● **Aufgabe**: Setzen Sie den Kommentar über die Finanzhilfen des Bundes im Anschluss an seinen letzten Satz fort.

● **Ausgangstext**:
·····
Kommentar

Rettung vor dem Kollaps

Archivartikel

Karsten Kammholz über die Finanzhilfen des Bundes

Eine weitere Woche im Ausnahmezustand beginnt. Die Einschränkungen des Lebens wurden noch einmal verschärft. Die Politik ist in einer Phase angelangt, in der sie in größter Eile Entscheidungen trifft, deren Tragweite sie nicht ansatzweise abschätzen kann. Weder gesellschaftlich noch wirtschaftlich.

Allein der Bund will innerhalb weniger Tage Rettungsmaßnahmen für die Wirtschaft auf den Weg bringen, für die er eine Neuverschuldung von 156 Milliarden Euro in Kauf nimmt und 500 Milliarden Euro für einen Stabilisierungsfonds einplant. Die Bundesregierung hofft damit, sowohl Großkonzerne wie Lufthansa über Wasser zu halten, als auch Kleinstunternehmer und Solo-Selbstständige vor dem Ruin zu bewahren. Von Einmalzahlungen bis hin zur Teilverstaatlichung reicht das geplante Rettungspaket, und es soll in dieser Woche im Schnellverfahren durch Bundestag und Bundesrat geschleust werden. Der Staat fürchtet den Systemkollaps.

Staat fährt auf Sicht

Millionen Deutsche sehen in diesen Tagen ihre ökonomische Existenz bedroht. Es wäre ein Wunder, wenn die Finanzhilfen allen Freiberuflern, Angestellten und Unternehmern über die kommenden Monate hinweghelfen könnten. Die Wirtschaft wird nach der Krise eine andere sein. Jetzt geht es darum, mit den Rettungsmilliarden auf das gesellschaftliche Ausmaß der Rezession einzuwirken.
·····
● **Extrahierte Angaben**:
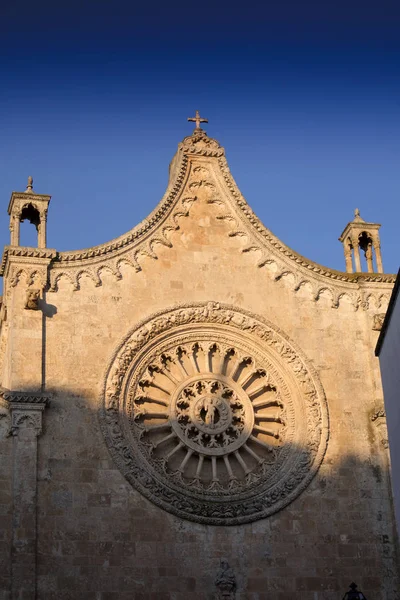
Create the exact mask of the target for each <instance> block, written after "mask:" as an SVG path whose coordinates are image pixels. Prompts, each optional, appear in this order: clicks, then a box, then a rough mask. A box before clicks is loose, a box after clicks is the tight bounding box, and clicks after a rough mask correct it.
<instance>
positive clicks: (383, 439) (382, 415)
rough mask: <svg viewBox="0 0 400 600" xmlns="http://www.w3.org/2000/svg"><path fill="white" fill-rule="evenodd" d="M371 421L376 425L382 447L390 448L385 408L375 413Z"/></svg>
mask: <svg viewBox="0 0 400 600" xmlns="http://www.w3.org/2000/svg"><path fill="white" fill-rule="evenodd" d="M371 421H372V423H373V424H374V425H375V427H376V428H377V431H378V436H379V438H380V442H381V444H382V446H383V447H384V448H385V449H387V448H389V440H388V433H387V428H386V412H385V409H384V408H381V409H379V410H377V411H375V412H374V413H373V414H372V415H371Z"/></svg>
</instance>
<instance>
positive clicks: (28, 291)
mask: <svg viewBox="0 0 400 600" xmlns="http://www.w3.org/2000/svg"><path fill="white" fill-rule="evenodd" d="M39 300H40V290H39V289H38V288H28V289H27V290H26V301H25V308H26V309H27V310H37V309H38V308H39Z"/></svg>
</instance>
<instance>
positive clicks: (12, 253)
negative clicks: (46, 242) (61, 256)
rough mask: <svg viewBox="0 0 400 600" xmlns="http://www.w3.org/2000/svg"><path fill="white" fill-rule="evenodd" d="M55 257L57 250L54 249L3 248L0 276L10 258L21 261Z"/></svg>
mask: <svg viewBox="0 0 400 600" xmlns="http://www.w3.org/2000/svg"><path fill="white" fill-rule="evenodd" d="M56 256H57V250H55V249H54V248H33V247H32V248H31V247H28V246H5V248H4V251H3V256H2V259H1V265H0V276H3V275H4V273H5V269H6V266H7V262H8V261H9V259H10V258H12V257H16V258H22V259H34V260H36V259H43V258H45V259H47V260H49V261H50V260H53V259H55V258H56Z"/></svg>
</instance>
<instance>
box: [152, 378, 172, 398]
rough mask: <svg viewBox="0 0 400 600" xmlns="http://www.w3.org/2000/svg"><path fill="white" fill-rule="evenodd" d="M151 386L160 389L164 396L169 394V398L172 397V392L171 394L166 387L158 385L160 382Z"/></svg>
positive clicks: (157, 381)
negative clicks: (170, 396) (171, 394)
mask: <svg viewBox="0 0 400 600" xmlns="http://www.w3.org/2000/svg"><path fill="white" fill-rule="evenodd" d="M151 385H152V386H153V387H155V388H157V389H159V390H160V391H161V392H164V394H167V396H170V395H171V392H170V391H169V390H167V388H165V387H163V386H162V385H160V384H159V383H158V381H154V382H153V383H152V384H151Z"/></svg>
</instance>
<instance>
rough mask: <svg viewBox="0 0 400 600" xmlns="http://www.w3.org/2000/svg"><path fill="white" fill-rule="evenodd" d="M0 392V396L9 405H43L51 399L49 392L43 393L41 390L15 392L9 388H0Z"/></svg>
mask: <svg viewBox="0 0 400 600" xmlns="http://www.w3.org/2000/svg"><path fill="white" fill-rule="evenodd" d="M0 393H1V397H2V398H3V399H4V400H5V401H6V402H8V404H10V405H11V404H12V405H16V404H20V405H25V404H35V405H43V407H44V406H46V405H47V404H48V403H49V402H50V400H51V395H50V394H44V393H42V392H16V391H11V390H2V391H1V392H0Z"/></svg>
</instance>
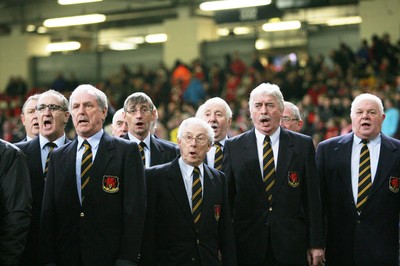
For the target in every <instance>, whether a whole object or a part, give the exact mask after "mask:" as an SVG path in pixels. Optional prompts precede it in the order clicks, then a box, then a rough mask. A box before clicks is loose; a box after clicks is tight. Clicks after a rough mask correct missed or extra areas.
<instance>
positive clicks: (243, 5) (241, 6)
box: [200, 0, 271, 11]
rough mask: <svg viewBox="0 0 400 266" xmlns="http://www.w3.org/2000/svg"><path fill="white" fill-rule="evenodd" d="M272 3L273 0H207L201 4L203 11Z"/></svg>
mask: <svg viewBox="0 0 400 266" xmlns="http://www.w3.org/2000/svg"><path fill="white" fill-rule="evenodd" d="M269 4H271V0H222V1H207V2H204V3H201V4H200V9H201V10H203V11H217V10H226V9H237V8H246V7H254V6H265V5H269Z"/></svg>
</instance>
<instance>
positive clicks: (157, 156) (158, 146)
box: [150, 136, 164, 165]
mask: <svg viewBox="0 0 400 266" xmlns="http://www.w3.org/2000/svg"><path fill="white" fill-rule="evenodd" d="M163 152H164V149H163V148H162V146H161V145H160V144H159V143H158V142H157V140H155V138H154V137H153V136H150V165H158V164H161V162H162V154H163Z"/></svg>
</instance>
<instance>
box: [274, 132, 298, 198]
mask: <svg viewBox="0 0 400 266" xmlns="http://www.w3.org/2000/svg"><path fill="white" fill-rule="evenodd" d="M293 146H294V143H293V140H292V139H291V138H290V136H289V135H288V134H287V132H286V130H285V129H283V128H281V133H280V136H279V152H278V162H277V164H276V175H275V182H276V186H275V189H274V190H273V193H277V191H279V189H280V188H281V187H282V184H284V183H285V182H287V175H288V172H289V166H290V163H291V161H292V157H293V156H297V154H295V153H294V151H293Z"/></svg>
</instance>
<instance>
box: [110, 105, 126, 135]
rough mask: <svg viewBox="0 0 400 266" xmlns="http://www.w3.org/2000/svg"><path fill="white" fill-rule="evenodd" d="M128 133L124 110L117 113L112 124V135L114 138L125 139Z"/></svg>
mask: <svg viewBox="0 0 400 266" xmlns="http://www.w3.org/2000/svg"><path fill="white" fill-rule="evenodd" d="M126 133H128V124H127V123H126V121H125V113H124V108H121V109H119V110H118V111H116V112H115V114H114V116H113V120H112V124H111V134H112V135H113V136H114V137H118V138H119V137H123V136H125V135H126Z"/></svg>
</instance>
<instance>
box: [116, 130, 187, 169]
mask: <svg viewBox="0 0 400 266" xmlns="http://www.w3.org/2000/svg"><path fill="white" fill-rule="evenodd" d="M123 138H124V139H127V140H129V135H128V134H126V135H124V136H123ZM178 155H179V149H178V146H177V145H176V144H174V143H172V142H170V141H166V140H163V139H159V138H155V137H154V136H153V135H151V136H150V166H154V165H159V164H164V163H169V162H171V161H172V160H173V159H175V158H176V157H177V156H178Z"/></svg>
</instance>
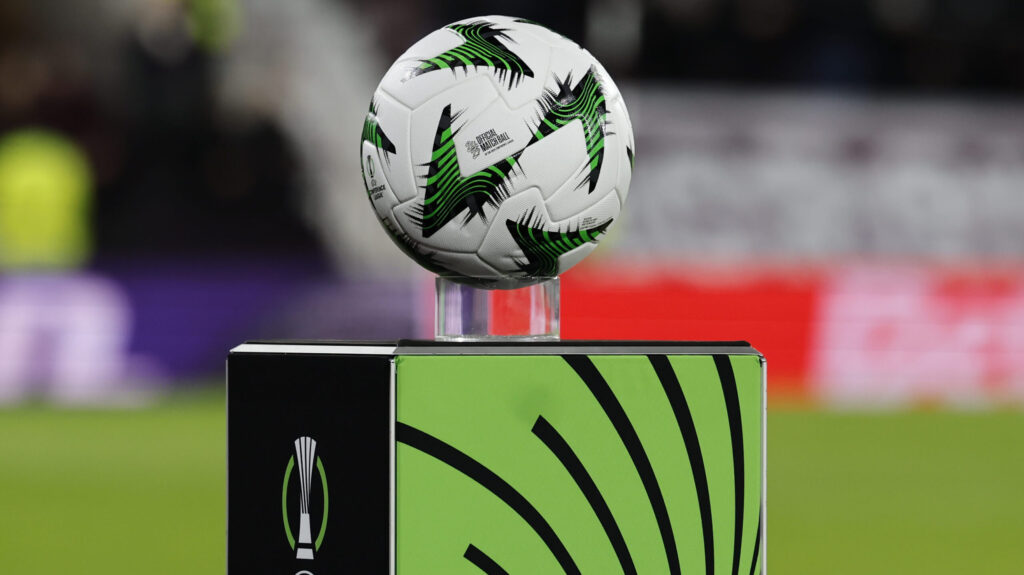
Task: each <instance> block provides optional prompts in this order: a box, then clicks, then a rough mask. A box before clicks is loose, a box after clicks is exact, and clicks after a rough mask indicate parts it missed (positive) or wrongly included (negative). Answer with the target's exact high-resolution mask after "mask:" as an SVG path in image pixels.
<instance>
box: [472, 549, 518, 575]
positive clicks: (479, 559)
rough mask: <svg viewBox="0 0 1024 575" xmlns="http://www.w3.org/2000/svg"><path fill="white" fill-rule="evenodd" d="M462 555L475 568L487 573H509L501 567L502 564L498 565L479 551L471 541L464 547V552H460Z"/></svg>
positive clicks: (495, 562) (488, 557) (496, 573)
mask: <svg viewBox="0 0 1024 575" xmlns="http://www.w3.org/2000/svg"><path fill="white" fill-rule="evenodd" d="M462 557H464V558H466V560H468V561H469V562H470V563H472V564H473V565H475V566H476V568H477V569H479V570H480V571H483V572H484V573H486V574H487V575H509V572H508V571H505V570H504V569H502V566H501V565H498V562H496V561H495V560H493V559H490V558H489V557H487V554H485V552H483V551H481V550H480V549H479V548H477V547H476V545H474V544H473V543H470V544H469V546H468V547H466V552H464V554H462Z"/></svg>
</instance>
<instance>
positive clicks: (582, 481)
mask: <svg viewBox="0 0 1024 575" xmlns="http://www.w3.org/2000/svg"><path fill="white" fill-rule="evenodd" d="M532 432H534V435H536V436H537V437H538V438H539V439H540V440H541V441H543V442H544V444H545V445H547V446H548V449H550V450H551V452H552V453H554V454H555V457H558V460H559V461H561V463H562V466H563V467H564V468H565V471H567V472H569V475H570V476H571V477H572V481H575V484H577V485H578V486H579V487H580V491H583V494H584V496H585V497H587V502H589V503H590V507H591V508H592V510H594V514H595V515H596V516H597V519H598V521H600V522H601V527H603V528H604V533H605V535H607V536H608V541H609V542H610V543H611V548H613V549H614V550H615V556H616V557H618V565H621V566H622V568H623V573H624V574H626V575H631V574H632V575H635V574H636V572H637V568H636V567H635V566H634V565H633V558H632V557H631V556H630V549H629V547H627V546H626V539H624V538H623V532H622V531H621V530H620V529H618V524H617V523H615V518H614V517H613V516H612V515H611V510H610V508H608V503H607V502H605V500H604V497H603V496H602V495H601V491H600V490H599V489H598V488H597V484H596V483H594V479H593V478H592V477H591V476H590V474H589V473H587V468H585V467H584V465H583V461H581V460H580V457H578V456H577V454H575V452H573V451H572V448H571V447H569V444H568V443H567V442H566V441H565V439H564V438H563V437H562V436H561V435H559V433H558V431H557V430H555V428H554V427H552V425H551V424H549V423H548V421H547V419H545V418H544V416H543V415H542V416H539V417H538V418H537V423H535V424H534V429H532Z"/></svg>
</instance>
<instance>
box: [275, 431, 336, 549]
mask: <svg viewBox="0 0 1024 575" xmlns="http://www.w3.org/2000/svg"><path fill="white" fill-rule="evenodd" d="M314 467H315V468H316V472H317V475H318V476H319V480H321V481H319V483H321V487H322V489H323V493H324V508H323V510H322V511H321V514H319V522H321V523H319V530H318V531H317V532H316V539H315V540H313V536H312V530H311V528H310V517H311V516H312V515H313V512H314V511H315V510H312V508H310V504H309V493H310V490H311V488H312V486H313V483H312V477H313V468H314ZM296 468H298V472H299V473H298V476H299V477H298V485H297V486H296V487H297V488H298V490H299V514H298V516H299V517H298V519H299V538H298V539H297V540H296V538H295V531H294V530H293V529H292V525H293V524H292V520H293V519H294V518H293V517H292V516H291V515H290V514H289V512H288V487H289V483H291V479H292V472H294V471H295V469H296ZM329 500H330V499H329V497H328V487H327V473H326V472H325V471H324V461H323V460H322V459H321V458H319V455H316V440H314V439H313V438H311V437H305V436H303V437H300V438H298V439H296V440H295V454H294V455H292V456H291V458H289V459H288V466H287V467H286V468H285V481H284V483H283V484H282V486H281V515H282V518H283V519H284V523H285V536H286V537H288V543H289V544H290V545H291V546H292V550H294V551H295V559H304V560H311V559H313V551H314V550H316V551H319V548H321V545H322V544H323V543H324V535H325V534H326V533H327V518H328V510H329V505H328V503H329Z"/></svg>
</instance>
·····
● **Antwort**:
Niemand kann verlässlich abschätzen, ob die Milliardenpakete ihre Wirkung entfalten – weil niemand eine Ahnung hat, wann die Corona-Krise bewältigt sein wird. Und was heißt „bewältigt“: Ab wann ist das zerstörerische Ausmaß des Coronavirus kontrollierbar? Welche Zahl von täglichen Neuinfektionen ist verkraftbar, damit die staatlichen Institutionen – vom Bund bis zur Kommune – sich autorisiert sehen, die drastischen Einschränkungen des öffentlichen Lebens wieder zu lockern? Politik und Behörden sind noch weit davon entfernt, darauf Antworten geben zu können. Der Staat fährt auf Sicht, weil es anders kaum geht.

Das kostet Kraft und Disziplin, es strapaziert die Nerven. Doch in diesem individuellen und gesamtgesellschaftlichen Stresstest gibt es schon jetzt Menschen, die ihre Geduld verlieren – weil sie jeden Tag tiefer in die finanzielle Katastrophe rutschen. Dass Mietschulden vorerst nicht zu einer Kündigung der Wohnung führen dürfen, zeigt einmal mehr den politischen Willen, sozial zu handeln. Ob das gelingt? Abgerechnet wird nach der Krise – wirtschaftlich und politisch.